= Passage for review =
▬▬▬
BROOKSVILLE — Hernando County voters strongly supported a special taxing district to pay for mosquito control Tuesday, but said they were against another to continue the acquisition and maintenance of environmentally sensitive lands.
Each of the proposals would add no more than a tenth of a mill to property tax bills, which would equal $10 in tax for the owner of a home with a taxable value of $100,000.
Both of the tax questions were for programs that already exist.
In 1988, Hernando voters approved the one-tenth-of-a-mill tax for environmentally sensitive lands to last for 30 years. But during the recent years of tight budgets, the county stopped acquiring new land.
Instead, the commission approved using some of the funds to maintain several parks, including Linda Pedersen Park and Lake Townsen Preserve, taking some of the pressure to pay for park maintenance off the general fund.
Then last year, as the county's revenue fell further, the commission agreed to take the tax levied for sensitive lands and transfer it to pay for mosquito control, again helping the general fund.
▬▬▬
= Extracted records =
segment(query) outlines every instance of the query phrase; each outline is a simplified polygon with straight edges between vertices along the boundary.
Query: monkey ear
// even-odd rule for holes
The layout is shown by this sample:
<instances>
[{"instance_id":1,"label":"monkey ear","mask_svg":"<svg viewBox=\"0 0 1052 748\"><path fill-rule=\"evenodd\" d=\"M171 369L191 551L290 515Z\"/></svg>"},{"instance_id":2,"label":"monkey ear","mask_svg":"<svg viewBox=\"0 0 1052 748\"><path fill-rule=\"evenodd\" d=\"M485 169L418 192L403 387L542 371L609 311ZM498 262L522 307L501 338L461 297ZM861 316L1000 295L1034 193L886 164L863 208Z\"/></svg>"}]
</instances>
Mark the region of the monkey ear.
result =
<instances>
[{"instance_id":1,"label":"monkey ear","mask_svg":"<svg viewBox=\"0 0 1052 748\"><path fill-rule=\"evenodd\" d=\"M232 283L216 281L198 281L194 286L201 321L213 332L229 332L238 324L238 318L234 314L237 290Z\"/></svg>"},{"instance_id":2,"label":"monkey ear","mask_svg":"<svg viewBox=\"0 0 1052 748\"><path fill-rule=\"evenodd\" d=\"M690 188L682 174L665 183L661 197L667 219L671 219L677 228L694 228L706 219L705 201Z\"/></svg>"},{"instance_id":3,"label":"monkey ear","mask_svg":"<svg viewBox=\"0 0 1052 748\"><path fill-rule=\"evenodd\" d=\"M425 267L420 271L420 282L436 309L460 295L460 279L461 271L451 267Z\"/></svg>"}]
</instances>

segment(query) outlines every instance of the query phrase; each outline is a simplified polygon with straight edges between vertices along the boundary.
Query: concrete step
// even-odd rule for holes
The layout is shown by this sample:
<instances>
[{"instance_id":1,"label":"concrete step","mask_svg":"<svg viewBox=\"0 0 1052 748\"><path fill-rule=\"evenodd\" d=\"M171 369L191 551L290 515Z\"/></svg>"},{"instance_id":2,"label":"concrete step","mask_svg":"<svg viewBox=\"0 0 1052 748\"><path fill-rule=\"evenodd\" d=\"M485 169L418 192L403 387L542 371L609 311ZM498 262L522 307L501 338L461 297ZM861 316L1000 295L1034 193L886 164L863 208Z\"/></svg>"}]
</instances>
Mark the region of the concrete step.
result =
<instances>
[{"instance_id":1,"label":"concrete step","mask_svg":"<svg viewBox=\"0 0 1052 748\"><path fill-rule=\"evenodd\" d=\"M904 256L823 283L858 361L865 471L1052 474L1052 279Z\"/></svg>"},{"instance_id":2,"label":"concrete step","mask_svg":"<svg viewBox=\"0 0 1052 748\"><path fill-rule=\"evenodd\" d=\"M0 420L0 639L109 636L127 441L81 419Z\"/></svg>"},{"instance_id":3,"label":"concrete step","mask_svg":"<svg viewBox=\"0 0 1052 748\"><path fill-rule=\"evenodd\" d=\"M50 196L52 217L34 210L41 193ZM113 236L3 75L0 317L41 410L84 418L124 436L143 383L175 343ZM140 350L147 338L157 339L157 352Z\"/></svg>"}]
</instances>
▬▬▬
= What the task requires =
Can you give the Hernando County tax article again from "Both of the" up to and including "off the general fund.", with "commission" renamed to "board"?

= Result below =
Both of the tax questions were for programs that already exist.
In 1988, Hernando voters approved the one-tenth-of-a-mill tax for environmentally sensitive lands to last for 30 years. But during the recent years of tight budgets, the county stopped acquiring new land.
Instead, the board approved using some of the funds to maintain several parks, including Linda Pedersen Park and Lake Townsen Preserve, taking some of the pressure to pay for park maintenance off the general fund.